:: Task statement ::
Scan the entries below for the word "shadow". Copy out every line in which it occurs.

:: Dataset entries ::
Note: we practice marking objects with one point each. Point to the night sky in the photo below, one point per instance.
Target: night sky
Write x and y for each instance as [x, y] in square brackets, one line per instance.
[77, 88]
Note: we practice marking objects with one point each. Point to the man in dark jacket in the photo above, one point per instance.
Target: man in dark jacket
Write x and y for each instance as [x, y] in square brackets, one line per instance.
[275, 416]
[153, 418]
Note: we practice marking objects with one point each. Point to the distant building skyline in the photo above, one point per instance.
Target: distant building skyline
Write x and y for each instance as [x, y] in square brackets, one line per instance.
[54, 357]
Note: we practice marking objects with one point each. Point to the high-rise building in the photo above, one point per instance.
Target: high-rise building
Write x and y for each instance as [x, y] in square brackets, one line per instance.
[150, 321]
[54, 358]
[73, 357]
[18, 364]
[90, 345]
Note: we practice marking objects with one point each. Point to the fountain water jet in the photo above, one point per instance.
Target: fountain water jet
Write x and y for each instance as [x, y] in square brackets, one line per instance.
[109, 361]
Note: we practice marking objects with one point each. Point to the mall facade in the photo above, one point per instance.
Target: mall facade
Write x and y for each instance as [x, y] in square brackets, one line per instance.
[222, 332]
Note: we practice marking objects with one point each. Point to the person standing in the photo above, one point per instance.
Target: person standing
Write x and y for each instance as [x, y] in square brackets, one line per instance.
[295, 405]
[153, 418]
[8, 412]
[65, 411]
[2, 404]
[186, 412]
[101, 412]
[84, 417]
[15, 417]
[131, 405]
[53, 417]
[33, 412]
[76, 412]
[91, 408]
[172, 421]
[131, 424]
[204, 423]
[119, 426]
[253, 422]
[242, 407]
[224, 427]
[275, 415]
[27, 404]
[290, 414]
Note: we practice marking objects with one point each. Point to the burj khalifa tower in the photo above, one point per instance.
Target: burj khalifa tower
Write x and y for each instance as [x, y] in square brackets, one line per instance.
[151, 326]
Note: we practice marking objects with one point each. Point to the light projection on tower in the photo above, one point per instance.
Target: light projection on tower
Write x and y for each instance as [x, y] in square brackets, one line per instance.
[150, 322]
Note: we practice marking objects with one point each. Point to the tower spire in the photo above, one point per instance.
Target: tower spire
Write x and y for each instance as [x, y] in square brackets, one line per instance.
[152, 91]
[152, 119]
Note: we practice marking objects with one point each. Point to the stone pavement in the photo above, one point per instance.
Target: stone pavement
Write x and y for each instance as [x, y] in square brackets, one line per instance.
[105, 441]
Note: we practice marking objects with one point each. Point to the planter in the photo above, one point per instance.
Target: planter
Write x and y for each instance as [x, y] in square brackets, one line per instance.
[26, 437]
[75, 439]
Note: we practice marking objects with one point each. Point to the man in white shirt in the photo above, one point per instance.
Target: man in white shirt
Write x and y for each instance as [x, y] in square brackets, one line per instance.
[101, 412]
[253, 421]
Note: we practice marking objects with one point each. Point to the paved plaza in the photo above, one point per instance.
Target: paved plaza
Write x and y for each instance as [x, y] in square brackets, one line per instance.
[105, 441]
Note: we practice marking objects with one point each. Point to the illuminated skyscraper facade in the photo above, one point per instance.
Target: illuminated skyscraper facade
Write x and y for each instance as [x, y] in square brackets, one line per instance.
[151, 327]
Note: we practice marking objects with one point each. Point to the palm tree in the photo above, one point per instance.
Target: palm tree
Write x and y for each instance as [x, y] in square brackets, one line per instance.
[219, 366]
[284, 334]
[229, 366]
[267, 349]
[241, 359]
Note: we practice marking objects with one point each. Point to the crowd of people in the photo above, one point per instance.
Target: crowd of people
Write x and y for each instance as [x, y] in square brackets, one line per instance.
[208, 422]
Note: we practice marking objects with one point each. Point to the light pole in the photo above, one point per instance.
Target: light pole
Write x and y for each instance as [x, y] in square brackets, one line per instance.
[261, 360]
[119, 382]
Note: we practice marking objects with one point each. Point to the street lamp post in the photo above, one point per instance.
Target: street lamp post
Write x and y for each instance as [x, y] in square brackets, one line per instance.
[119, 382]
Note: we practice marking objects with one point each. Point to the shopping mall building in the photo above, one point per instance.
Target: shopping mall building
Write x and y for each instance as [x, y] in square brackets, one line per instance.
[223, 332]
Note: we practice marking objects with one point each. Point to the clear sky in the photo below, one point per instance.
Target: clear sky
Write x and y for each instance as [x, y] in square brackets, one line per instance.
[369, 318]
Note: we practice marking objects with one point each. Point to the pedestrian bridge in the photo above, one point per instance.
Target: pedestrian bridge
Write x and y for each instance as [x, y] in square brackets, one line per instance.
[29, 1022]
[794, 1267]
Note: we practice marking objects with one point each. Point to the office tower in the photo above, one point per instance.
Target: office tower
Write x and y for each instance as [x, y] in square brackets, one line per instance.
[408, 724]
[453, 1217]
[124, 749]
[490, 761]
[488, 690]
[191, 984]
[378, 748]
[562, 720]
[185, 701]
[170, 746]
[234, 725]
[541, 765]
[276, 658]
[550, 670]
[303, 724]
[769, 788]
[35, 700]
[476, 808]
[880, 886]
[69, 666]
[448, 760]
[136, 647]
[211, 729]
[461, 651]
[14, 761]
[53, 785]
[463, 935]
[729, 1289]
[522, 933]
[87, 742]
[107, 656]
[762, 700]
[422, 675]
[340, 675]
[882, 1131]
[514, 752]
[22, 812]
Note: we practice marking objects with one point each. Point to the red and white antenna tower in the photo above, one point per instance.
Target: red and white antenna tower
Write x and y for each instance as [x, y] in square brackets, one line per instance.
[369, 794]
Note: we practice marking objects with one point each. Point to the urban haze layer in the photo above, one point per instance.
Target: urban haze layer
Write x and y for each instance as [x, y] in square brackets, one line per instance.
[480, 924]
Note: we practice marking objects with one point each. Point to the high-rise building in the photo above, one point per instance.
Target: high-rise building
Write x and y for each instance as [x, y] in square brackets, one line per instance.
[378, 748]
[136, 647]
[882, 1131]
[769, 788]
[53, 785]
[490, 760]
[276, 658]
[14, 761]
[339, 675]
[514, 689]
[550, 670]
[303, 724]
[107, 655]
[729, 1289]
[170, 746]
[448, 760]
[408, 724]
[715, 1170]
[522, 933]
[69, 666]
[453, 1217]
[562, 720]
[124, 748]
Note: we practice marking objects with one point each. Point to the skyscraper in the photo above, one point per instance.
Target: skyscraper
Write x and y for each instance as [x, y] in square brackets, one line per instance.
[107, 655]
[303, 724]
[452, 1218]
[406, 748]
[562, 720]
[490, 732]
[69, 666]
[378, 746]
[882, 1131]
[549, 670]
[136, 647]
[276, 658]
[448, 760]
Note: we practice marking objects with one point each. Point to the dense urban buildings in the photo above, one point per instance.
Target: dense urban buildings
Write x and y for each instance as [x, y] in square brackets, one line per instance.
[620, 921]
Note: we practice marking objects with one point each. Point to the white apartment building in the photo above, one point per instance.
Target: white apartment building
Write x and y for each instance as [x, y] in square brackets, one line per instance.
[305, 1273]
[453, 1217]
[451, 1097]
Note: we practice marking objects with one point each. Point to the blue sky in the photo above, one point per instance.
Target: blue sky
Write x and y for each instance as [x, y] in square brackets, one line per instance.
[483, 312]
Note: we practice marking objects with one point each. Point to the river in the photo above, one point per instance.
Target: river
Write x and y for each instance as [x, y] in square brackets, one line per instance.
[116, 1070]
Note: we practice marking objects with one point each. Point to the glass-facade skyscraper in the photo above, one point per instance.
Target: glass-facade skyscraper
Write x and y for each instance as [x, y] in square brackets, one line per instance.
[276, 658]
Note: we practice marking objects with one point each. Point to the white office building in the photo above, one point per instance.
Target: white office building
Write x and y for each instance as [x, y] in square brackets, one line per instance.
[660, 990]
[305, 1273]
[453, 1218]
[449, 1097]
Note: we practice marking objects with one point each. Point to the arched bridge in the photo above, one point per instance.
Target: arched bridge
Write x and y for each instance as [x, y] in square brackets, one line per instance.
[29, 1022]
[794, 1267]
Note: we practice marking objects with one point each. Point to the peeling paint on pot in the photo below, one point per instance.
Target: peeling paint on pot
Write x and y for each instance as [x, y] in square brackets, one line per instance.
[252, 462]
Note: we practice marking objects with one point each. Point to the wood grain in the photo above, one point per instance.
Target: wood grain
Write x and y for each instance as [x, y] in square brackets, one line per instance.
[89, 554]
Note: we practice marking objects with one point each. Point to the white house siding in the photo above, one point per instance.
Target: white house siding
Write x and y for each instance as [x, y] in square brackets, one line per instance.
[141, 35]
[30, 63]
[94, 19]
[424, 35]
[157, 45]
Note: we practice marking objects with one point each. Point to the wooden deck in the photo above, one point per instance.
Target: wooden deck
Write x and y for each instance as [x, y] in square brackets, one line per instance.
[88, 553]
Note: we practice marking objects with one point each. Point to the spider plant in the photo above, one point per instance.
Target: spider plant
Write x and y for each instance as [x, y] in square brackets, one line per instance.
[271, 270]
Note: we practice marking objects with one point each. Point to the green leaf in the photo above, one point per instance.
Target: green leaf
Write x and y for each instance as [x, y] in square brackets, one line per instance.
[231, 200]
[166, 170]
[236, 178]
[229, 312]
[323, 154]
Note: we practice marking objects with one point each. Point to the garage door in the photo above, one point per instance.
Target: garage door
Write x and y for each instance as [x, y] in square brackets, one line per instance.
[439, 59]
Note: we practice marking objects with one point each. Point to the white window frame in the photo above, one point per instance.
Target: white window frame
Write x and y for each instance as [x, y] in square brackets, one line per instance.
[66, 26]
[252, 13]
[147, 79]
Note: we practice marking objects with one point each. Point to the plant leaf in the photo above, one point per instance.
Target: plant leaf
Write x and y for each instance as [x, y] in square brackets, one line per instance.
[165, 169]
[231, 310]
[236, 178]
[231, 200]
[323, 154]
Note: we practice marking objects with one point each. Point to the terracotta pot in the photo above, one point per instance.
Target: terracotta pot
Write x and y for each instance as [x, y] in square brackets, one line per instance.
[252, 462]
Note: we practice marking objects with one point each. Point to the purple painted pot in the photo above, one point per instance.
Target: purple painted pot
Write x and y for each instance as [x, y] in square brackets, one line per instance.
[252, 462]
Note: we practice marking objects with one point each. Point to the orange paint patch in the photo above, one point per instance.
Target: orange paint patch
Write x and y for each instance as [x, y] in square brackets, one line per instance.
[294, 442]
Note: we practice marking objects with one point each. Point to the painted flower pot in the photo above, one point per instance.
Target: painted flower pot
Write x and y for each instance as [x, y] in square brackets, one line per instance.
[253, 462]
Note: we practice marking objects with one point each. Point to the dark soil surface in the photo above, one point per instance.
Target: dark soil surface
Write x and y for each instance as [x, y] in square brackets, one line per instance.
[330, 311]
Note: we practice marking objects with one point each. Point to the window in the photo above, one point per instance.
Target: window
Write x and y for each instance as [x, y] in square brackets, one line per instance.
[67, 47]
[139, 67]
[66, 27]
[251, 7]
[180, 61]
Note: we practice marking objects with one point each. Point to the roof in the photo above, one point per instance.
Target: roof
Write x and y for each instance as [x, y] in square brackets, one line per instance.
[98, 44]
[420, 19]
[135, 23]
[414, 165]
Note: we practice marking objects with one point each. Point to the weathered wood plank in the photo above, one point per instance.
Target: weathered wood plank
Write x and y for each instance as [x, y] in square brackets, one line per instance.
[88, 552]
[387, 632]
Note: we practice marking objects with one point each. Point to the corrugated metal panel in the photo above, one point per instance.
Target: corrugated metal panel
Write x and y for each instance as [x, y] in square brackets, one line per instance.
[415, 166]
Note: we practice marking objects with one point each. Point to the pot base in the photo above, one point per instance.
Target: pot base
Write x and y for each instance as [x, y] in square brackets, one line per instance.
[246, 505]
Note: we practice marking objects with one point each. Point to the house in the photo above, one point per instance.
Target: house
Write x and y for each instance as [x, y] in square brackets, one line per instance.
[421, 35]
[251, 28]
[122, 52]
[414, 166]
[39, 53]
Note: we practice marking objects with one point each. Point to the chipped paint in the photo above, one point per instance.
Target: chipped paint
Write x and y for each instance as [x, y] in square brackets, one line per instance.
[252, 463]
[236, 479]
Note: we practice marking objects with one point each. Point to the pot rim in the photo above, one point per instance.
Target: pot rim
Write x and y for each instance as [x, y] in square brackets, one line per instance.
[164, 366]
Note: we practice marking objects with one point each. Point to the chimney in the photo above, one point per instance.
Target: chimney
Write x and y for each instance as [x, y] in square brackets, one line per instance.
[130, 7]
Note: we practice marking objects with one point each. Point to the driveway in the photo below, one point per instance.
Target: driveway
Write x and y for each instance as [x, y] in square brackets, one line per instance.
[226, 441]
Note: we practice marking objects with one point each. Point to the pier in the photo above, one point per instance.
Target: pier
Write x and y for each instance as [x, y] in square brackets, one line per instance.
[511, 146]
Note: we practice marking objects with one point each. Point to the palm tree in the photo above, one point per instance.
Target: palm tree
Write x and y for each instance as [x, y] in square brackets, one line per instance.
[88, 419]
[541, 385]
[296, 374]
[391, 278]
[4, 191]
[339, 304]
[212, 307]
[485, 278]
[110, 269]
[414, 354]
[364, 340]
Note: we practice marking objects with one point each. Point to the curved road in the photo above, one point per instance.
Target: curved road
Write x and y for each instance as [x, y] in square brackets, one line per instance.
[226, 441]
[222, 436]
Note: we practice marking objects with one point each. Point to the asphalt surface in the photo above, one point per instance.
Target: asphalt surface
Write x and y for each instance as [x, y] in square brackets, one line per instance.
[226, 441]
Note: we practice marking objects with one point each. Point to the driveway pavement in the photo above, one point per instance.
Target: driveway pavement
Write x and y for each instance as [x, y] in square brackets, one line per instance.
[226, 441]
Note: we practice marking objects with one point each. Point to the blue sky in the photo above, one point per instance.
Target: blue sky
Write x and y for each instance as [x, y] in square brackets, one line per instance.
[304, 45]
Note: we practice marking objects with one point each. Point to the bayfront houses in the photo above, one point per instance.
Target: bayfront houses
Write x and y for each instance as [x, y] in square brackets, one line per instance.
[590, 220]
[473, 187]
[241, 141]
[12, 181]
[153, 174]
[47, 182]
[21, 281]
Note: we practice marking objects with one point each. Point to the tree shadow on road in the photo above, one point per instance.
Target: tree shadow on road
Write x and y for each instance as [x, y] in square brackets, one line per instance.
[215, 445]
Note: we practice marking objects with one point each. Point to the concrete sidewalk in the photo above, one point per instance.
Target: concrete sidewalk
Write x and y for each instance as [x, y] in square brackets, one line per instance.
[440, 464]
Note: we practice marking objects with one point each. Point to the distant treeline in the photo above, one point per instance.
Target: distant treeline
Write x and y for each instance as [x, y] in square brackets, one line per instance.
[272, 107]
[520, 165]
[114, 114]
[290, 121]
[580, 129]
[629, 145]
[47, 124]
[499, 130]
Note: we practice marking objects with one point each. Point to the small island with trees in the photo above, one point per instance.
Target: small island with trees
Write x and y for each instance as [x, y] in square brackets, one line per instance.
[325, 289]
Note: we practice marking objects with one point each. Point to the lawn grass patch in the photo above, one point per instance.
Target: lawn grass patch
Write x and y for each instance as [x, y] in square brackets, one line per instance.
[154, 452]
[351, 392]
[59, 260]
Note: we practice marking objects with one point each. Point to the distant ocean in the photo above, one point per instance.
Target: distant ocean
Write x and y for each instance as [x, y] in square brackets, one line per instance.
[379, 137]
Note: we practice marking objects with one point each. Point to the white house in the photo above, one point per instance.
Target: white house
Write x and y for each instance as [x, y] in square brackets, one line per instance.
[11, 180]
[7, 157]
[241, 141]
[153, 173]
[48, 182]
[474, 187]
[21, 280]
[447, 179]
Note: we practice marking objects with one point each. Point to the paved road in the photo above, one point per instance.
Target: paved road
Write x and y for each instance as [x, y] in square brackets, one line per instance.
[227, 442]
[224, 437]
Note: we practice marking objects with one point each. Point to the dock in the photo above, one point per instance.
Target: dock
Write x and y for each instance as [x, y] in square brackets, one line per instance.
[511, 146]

:: Task solution ::
Note: we practice marking objects with one point each. Point to the tree shadow on road in the photo above, one point per instance.
Target: tree shadow on road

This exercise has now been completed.